Work instruction>
Look over the entries that follow and work out how many lines contain "instance". State the number only.

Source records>
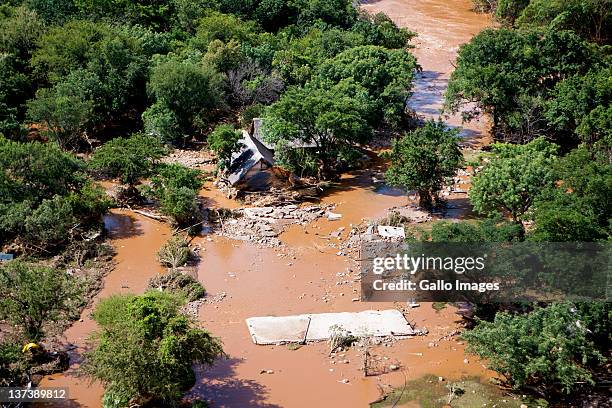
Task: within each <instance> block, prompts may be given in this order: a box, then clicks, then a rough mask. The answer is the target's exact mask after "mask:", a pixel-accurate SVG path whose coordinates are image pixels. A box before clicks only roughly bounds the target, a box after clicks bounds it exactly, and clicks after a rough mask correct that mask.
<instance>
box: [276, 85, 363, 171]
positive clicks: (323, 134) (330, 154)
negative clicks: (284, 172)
mask: <svg viewBox="0 0 612 408" xmlns="http://www.w3.org/2000/svg"><path fill="white" fill-rule="evenodd" d="M371 112H372V104H371V102H370V100H369V98H368V96H367V91H366V90H365V89H364V88H363V87H361V86H359V85H357V84H355V83H354V82H353V81H352V80H344V81H341V82H340V83H338V84H336V85H332V86H329V88H323V87H316V86H314V85H307V86H305V87H303V88H298V87H296V88H291V89H289V90H287V92H285V93H284V94H283V96H282V97H281V98H280V100H279V101H278V102H276V103H275V104H273V105H272V106H271V107H270V109H269V110H268V111H267V113H266V116H265V119H264V137H265V138H267V140H268V141H270V142H272V143H274V144H275V145H276V148H277V150H279V151H280V152H281V153H280V154H281V156H280V163H281V165H284V166H285V167H288V168H290V169H292V170H302V169H303V168H304V167H305V163H303V162H302V163H300V162H298V163H288V162H286V161H285V162H284V161H283V160H282V159H283V157H289V156H288V155H286V156H283V151H291V150H302V149H305V148H307V149H309V151H310V152H311V154H312V155H314V157H315V159H316V160H317V162H318V163H317V174H316V175H317V177H319V178H322V179H327V178H330V177H332V176H334V175H335V166H336V165H337V164H338V158H339V155H340V154H341V152H342V151H343V150H345V149H347V148H352V147H354V146H356V145H357V144H359V143H365V142H367V141H368V140H369V139H370V137H371V134H372V129H371V127H370V125H369V124H368V119H369V118H370V117H371V116H370V115H371V114H372V113H371ZM293 157H297V156H293Z"/></svg>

Finished task>
2